HOW TO COMPLETE THIS TASK –
A faithful copy of the data is what is wanted, minus any pictures.

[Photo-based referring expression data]
+++
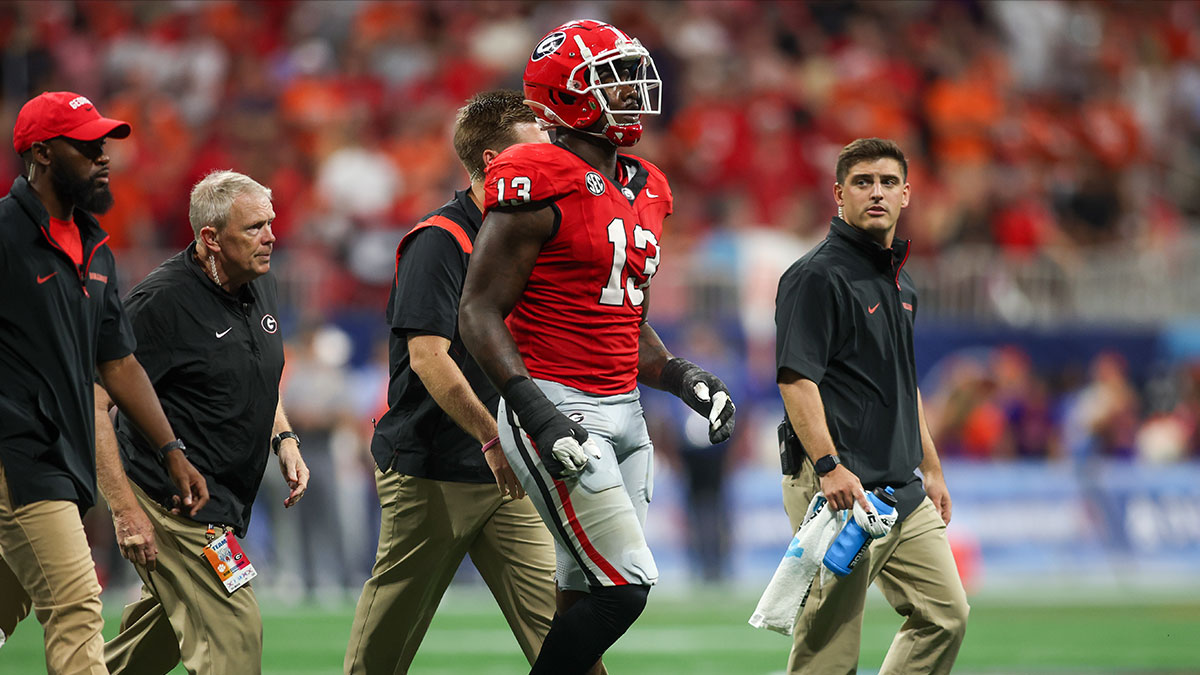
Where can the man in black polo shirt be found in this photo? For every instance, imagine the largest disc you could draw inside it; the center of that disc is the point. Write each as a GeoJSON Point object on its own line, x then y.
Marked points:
{"type": "Point", "coordinates": [208, 330]}
{"type": "Point", "coordinates": [847, 375]}
{"type": "Point", "coordinates": [436, 448]}
{"type": "Point", "coordinates": [60, 326]}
+++
YOUR SOLUTION –
Where can the man in black polo shirt be found in this photo? For every instance, imagine the largest disc you could draw inside it; the center of that disc is the point. Write each as a GeoJSON Point object on its own line, x then y.
Marked points:
{"type": "Point", "coordinates": [208, 330]}
{"type": "Point", "coordinates": [847, 375]}
{"type": "Point", "coordinates": [436, 448]}
{"type": "Point", "coordinates": [60, 326]}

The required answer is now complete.